____ Excerpted text

SHEA Journal Club Review: “Not Throwin’ Away My Shot”: Early data for COVID-19 vaccination in previously infected healthcare workers and solid organ transplant recipients

Reviewed by Erica Stohs MD, MPH, University of Nebraska Medical Center, Omaha, NE; and Hannah Imlay MD, MS, University of Utah Health, Salt Lake City, UT (originally posted for SHEA Journal Club)

As more vaccinations are completed worldwide, specific vaccine strategies and outcomes among special patient populations are newly available. Two populations of interest include vaccinees with previous COVID-19 and those with a history of a solid organ transplant.

First, among vaccinees who previously had COVID-19, two studies published in The Lancet investigated whether one or two doses of an mRNA vaccine are sufficient and necessary. Both studies were conducted among health care workers (HCWs) in the United Kingdom.

________
____ Raw data

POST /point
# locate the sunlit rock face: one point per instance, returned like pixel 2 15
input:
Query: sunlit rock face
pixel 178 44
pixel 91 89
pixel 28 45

________

▶ [Tasks and exercises]:
**1)** According to the journal club review, in which country were both Lancet studies conducted?
**2)** Reproduce the part of the journal club review that begins at the words "As more vaccinations" and stops after "the United Kingdom.".
**3)** List every city and every country named in the journal club review.
The data is not needed for anything that follows.

▶ [Solutions to the exercise]:
**1)** The United Kingdom.

**2)**
As more vaccinations are completed worldwide, specific vaccine strategies and outcomes among special patient populations are newly available. Two populations of interest include vaccinees with previous COVID-19 and those with a history of a solid organ transplant.

First, among vaccinees who previously had COVID-19, two studies published in The Lancet investigated whether one or two doses of an mRNA vaccine are sufficient and necessary. Both studies were conducted among health care workers (HCWs) in the United Kingdom.

**3)** Omaha, NE; Salt Lake City, UT; United Kingdom